● **TASK STATEMENT**: Reproduce every item below word for word, with nothing changed.

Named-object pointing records

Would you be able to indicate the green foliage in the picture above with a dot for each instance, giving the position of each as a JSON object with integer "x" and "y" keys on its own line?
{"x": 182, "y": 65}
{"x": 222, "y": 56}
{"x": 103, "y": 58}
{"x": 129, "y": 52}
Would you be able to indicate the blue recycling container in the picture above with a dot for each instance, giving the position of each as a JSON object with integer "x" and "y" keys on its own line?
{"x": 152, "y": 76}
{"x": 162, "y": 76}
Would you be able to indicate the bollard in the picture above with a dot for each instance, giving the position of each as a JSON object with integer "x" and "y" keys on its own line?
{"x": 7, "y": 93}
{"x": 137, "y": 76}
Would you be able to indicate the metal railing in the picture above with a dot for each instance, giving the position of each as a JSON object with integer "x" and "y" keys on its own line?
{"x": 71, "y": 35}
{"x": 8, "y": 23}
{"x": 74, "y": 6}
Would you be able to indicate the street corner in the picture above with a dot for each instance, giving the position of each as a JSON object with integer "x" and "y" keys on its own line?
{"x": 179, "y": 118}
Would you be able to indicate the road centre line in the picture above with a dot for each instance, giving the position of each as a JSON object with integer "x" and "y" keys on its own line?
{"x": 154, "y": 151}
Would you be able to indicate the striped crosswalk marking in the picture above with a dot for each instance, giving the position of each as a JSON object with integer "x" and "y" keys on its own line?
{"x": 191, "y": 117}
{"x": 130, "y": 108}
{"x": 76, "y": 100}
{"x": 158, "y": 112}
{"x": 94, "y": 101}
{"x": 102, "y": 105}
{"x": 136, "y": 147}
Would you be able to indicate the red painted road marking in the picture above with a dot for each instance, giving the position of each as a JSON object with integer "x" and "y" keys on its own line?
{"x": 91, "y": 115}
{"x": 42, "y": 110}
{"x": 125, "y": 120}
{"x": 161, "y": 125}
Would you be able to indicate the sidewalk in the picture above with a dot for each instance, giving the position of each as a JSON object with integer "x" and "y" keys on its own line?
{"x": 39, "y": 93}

● **SOLUTION TO THE PROBLEM**:
Would you be able to indicate the green foliage in the picture above with a dot for each instance, giving the position of each as a JSON object with integer "x" and "y" keys on its own line?
{"x": 182, "y": 65}
{"x": 222, "y": 56}
{"x": 103, "y": 58}
{"x": 129, "y": 52}
Would you be able to indicate the blue recycling container in the picture above with a dot for each instance, giving the position of each as a JSON object with integer "x" and "y" keys on its own line?
{"x": 152, "y": 76}
{"x": 162, "y": 76}
Would you be able to indicate the bollard in the picture above with a dot for each instance, giving the position of each as a JSON object with integer "x" and "y" keys on its own line?
{"x": 7, "y": 93}
{"x": 137, "y": 76}
Would you be able to indicate the metal railing in the picture above with a dot for each instance, giving the position of each as a JSON object with integer "x" and "y" keys on its own line?
{"x": 71, "y": 35}
{"x": 8, "y": 23}
{"x": 74, "y": 6}
Would you be able to indicate the street corner in the picture above with a dot for each instance, giving the position of each as a JSON object with integer "x" and "y" keys on its own line?
{"x": 179, "y": 118}
Would you be able to indicate the road centre line in the picture above with a dot for each instance, giving the position of each as a JSON object with integer "x" and "y" keys on its own line?
{"x": 154, "y": 151}
Would you be able to indicate the striped crosswalk marking in the picture above with a dot for each instance, giving the position of each as a JSON object with integer "x" and "y" keys on its own line?
{"x": 191, "y": 117}
{"x": 130, "y": 108}
{"x": 76, "y": 100}
{"x": 158, "y": 112}
{"x": 94, "y": 101}
{"x": 102, "y": 105}
{"x": 136, "y": 147}
Would you be able to indicate the red painted road marking in the picture above with a dot for each instance, giving the position of each as a JSON object with integer "x" and "y" keys on its own line?
{"x": 91, "y": 115}
{"x": 42, "y": 110}
{"x": 125, "y": 120}
{"x": 161, "y": 125}
Would you be able to indicate the sidewalk in the picture above with a dot for each instance, giving the position of each as a JSON object with integer "x" and "y" keys on its own line?
{"x": 39, "y": 93}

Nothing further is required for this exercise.